### INPUT MATERIAL

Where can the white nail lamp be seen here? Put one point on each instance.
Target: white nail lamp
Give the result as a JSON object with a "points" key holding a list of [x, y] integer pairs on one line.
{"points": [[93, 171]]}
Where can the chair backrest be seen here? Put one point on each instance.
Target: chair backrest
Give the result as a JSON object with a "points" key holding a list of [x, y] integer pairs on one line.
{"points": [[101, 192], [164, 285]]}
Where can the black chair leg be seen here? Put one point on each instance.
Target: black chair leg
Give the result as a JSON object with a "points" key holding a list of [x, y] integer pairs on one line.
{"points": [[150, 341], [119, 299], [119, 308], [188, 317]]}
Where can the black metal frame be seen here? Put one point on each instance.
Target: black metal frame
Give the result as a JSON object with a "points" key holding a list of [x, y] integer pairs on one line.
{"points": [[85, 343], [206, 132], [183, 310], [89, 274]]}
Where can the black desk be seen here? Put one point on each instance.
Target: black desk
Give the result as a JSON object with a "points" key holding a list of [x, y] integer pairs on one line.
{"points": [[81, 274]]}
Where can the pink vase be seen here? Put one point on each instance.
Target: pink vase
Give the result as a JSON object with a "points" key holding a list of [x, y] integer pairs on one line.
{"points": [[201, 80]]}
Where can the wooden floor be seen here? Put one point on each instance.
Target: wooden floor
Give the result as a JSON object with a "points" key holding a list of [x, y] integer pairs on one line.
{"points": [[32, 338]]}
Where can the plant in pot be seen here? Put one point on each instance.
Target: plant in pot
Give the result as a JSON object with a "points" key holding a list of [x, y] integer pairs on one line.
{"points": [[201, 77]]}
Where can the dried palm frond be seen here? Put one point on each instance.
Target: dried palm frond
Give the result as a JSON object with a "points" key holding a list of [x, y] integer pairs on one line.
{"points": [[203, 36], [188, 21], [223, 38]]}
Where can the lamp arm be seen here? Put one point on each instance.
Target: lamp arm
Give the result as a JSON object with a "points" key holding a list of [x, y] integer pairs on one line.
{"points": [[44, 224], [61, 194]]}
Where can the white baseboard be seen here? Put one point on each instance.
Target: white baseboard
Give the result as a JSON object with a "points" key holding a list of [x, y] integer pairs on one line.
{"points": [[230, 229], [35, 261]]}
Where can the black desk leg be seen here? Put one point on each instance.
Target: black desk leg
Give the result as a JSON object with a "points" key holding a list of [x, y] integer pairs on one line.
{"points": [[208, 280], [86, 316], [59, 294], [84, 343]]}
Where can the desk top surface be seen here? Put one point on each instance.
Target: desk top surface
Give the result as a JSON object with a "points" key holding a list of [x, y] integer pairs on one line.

### WORK INSTRUCTIONS
With no word added or dropped, repeat the entire listing.

### RESPONSE TO THIS EXERCISE
Where can the white nail lamp be seen here? Put one point on each instance.
Target: white nail lamp
Give the result as a JSON object with a "points" key holding a list of [x, y] integer pairs on one line.
{"points": [[93, 171]]}
Where can the chair backrest be seen here? Put one point on each instance.
Target: chair backrest
Give the result as a JSON object with a "points" key holding a list of [x, y] integer pairs on one line.
{"points": [[101, 192], [164, 285]]}
Where can the black chair leg be seen here? Put one point on each instance.
Target: black chair leg
Give the result as a JSON object with a "points" key holding a list of [x, y] integer pairs on one line.
{"points": [[150, 341], [119, 299], [119, 308], [188, 317]]}
Where can the black metal frame be seen here? Put one point on each instance.
Target: black metal frame
Give the result as a JSON object with a "points" key holding a list of [x, y] integer pairs on one line.
{"points": [[85, 343], [206, 132], [183, 310], [89, 274]]}
Where can the black desk be seen here? Put one point on each instance.
Target: black desk
Give the result as a JSON object with a "points" key holding a list of [x, y] integer pairs on one line.
{"points": [[81, 274]]}
Where can the pink vase be seen here? Put one point on each instance.
Target: pink vase
Give the result as a JSON object with a "points" key holding a list of [x, y] integer pairs on one line.
{"points": [[201, 80]]}
Where can the wooden floor be seen here? Put one point on each instance.
Target: wooden floor
Give the result as a JSON object with a "points" key holding a list of [x, y] integer pairs on one line.
{"points": [[32, 338]]}
Where can the plant in pot be seen here? Put one point on each instance.
Target: plant in pot
Give the result as a JSON object with a "points" key holding a list of [x, y] integer pairs on one line.
{"points": [[201, 77]]}
Where can the dried palm frond be seen here? Put one point on each instance.
Target: dried palm frond
Give the result as a JSON object with a "points" key holding a list of [x, y] integer pairs on one line.
{"points": [[203, 36], [188, 21], [223, 38]]}
Where can the lamp arm be seen here? Put one point on each instance.
Target: lamp arm
Give the result as a JSON object with a "points" key holding a list of [x, y] integer pairs on one line.
{"points": [[44, 224], [61, 194]]}
Where can the white baseboard be seen here? Put one point on each instance.
Target: white baseboard
Give the result as a JSON object with a "points" key holding a list of [x, y] integer pairs on one line.
{"points": [[230, 229], [35, 261]]}
Where can the black desk leg be seen here? Put one point on each instance.
Target: black desk leg
Give the result as a JSON object with a "points" key holding a list of [x, y] integer pairs on one line.
{"points": [[208, 280], [86, 316], [59, 294], [84, 343]]}
Where can the desk top surface be seen here? Put one point on each instance.
Target: desk top surface
Give the result as a JSON object with a "points" key holding a list of [x, y] integer pairs on one line.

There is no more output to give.